⟨

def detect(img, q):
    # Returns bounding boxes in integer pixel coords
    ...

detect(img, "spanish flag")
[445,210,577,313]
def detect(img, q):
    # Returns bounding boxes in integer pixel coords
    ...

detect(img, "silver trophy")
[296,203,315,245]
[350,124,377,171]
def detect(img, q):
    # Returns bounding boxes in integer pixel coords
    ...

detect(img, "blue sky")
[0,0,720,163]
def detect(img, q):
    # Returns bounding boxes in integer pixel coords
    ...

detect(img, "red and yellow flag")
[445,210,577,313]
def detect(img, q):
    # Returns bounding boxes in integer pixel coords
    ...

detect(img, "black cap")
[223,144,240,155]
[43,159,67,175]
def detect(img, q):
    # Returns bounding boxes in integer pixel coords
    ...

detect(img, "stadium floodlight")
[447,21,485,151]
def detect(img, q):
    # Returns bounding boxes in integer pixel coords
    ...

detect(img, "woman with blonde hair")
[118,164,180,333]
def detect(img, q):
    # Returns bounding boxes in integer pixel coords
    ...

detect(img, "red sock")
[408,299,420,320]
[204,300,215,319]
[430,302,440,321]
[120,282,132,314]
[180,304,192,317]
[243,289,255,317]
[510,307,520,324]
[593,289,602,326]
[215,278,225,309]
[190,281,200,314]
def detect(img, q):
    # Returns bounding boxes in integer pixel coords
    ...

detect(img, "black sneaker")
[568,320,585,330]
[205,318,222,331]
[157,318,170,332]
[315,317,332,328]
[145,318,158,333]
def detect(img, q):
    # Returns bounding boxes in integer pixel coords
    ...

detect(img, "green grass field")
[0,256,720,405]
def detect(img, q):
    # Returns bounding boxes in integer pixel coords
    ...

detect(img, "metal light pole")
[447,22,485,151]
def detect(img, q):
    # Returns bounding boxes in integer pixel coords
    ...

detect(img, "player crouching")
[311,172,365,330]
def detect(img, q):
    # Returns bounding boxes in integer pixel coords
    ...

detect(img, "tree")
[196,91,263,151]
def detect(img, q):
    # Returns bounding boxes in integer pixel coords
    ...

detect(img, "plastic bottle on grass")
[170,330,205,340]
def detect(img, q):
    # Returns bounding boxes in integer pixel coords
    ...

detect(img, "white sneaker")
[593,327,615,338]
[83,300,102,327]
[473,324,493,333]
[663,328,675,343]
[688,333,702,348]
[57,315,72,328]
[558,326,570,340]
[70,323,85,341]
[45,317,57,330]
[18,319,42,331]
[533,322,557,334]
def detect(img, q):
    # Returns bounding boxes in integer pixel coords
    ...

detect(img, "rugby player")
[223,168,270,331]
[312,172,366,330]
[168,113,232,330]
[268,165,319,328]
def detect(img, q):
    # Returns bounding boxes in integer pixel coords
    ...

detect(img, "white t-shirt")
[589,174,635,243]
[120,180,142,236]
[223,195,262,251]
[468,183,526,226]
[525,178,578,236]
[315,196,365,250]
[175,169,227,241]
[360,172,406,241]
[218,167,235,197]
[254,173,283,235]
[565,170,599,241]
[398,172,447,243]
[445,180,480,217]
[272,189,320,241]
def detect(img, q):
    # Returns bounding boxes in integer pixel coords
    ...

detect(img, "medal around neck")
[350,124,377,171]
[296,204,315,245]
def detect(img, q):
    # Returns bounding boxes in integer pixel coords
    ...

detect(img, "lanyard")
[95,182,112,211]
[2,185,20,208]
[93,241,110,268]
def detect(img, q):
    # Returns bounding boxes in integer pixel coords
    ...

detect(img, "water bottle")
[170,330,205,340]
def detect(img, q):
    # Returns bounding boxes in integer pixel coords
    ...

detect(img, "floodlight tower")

⟩

### BRIEF
Reproduce all of the items above, character for character.

### RESPONSE TO THIS EXERCISE
def detect(img, q):
    # Returns bounding boxes in integer pixel coords
    ...

detect(img, "spanish flag")
[445,210,577,313]
def detect(img, q):
    # Returns bounding boxes in integer pixel coords
    ...

detect(img, "silver trophy")
[296,203,315,245]
[350,124,377,171]
def detect(img, q):
    # Returns bounding boxes in integer pixel coords
    ...

detect(img, "blue sky")
[0,0,720,163]
def detect(img, q):
    # Returns bounding boxes in integer pixel coords
    ...

detect(img, "red and yellow flag")
[445,210,577,313]
def detect(img, q):
    # Returns bounding boxes in integer pixel coords
    ...

detect(img, "black cap")
[223,144,240,155]
[43,159,67,175]
def detect(img, q):
    # Returns bounding boxes in integer pixel coords
    ...

detect(img, "stadium floodlight")
[447,21,485,151]
def detect(img, q):
    # Returns bounding boxes in integer pixel coords
    ...

detect(img, "woman with blonde hair")
[118,164,180,333]
def detect(img, q):
    # Returns bounding boxes in integer pixel coords
    ...

detect(img, "red sock")
[408,299,420,320]
[204,300,215,319]
[430,302,440,321]
[120,282,132,314]
[180,304,192,317]
[243,289,255,317]
[510,307,520,324]
[593,289,602,326]
[215,278,225,309]
[190,281,200,314]
def detect(img, q):
    # Returns bounding boxes in integer pixel coords
    ...

detect(img, "black sneaker")
[568,320,585,330]
[205,318,222,331]
[157,318,170,332]
[315,317,332,328]
[145,318,158,333]
def detect(img, q):
    # Returns bounding boxes in integer pixel coords
    ...

detect(img, "green grass field")
[0,256,720,405]
def detect(img, q):
    # Returns bounding boxes in integer pixel coords
    ...

detect(img, "metal light pole")
[447,22,485,151]
def detect(img, q):
    # Returns bounding boxes in integer pixel coords
    ...

detect(img, "player crouching")
[311,172,365,330]
def detect(img, q):
    # Returns bounding boxes in integer pixel coords
    ...

detect(img, "tree")
[196,91,263,151]
def detect(img, q):
    # Returns bounding boxes in integer pixel coords
    ...

detect(img, "plastic bottle on grass")
[170,330,205,340]
def detect(img, q):
    # Returns bounding boxes in integer pixel coords
    ...

detect(img, "white sneaker")
[593,327,615,338]
[83,300,102,327]
[473,324,493,333]
[663,328,675,343]
[688,333,702,348]
[57,315,72,328]
[558,326,570,340]
[70,323,85,341]
[45,317,57,330]
[18,319,42,331]
[533,322,557,334]
def detect(img, q):
    # Returns bounding boxes in integer pixel coords
    ...

detect(img, "rugby player")
[223,168,270,331]
[312,172,366,330]
[168,113,232,330]
[268,165,319,328]
def detect(img, q):
    # Returns bounding boxes in integer pixel coords
    ...

detect(img, "white t-shirt")
[589,174,635,243]
[120,180,142,236]
[223,195,262,251]
[468,183,526,226]
[525,178,578,236]
[315,196,365,250]
[175,169,227,241]
[360,172,406,241]
[218,167,235,197]
[254,173,283,235]
[565,170,599,241]
[398,172,447,243]
[445,180,480,217]
[272,189,320,241]
def detect(img, q):
    # Returns bounding boxes in integer pixel coords
    ...

detect(img, "medal around neck")
[350,124,377,171]
[296,204,315,245]
def detect(img, q):
    # Returns bounding boxes in integer pixel coords
    ...

detect(img, "lanyard")
[95,182,112,211]
[2,185,20,208]
[93,241,110,268]
def detect(img, q):
    # Returns bounding boxes in integer pixel coords
    ...

detect(img, "water bottle")
[170,330,205,340]
def detect(img, q):
    # Returns bounding boxes in integer pixel coords
    ...

detect(img, "floodlight tower")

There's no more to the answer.